(SOURCE DATA):
———

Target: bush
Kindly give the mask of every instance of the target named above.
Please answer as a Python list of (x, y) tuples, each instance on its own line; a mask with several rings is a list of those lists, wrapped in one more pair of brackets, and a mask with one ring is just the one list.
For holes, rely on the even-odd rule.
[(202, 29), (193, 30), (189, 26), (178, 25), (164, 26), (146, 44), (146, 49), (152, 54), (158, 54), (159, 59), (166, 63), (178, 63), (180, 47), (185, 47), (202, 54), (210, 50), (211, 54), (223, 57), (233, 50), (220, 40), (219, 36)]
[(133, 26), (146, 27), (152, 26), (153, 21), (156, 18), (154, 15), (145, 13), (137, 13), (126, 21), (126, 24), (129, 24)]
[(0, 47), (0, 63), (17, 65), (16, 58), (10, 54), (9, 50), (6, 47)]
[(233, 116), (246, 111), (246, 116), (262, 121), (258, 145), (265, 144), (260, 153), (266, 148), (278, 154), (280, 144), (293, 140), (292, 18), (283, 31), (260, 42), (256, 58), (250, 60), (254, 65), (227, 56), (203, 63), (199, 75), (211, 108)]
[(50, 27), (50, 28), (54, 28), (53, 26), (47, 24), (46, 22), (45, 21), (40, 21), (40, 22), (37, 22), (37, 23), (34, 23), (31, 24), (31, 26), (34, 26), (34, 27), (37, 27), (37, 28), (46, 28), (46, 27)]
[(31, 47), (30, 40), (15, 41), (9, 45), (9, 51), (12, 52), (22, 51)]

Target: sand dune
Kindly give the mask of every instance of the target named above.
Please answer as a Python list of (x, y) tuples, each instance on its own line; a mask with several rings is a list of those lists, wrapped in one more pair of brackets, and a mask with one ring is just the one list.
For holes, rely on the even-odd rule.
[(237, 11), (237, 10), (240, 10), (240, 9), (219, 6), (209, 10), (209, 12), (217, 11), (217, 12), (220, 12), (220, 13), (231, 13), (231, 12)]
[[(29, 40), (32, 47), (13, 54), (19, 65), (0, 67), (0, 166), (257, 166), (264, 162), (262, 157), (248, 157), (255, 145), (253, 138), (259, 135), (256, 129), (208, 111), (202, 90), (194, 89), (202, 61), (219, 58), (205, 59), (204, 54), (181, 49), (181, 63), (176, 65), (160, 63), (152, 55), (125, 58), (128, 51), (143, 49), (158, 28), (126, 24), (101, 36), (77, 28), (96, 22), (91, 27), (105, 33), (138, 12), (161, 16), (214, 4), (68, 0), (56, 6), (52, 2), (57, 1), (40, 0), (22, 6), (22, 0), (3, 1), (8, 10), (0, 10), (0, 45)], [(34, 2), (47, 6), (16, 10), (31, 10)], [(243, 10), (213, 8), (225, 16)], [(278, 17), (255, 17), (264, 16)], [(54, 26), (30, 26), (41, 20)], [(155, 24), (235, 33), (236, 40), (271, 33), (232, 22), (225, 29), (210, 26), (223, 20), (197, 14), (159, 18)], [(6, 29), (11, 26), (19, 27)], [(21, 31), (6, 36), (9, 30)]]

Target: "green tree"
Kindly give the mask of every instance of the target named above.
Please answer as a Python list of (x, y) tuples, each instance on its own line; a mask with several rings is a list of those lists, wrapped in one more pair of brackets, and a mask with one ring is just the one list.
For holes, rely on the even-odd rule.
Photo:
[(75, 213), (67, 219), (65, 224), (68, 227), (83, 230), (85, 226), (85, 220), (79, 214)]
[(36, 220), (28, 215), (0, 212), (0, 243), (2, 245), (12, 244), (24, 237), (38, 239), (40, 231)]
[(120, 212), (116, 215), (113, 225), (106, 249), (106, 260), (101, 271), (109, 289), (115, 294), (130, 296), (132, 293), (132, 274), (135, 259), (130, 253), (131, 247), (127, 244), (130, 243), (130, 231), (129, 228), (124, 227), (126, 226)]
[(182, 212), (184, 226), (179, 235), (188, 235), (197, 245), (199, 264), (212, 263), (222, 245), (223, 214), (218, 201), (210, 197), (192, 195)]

———

Can you copy out the rows word for word, from the very first line through the line that contains "50), (6, 47)]", with both of those lines included?

Target: bush
Kindly give the mask of every instance of the target named above.
Please answer as a Python list of (x, y) tuples, each instance on its own line; a mask with several rings is a list of those lists, wrapped in one more pair of brackets, and a mask with one ring is just the one list.
For holes, rely on the even-odd rule.
[(202, 29), (193, 30), (189, 26), (178, 25), (164, 26), (146, 44), (146, 49), (152, 54), (158, 54), (159, 59), (166, 63), (178, 63), (180, 47), (185, 47), (202, 54), (210, 50), (211, 54), (223, 57), (233, 50), (220, 40), (219, 36)]
[(133, 26), (146, 27), (152, 26), (153, 21), (156, 18), (154, 15), (145, 13), (137, 13), (126, 21), (126, 24), (129, 24)]
[(0, 47), (0, 63), (17, 65), (16, 58), (10, 54), (9, 50), (6, 47)]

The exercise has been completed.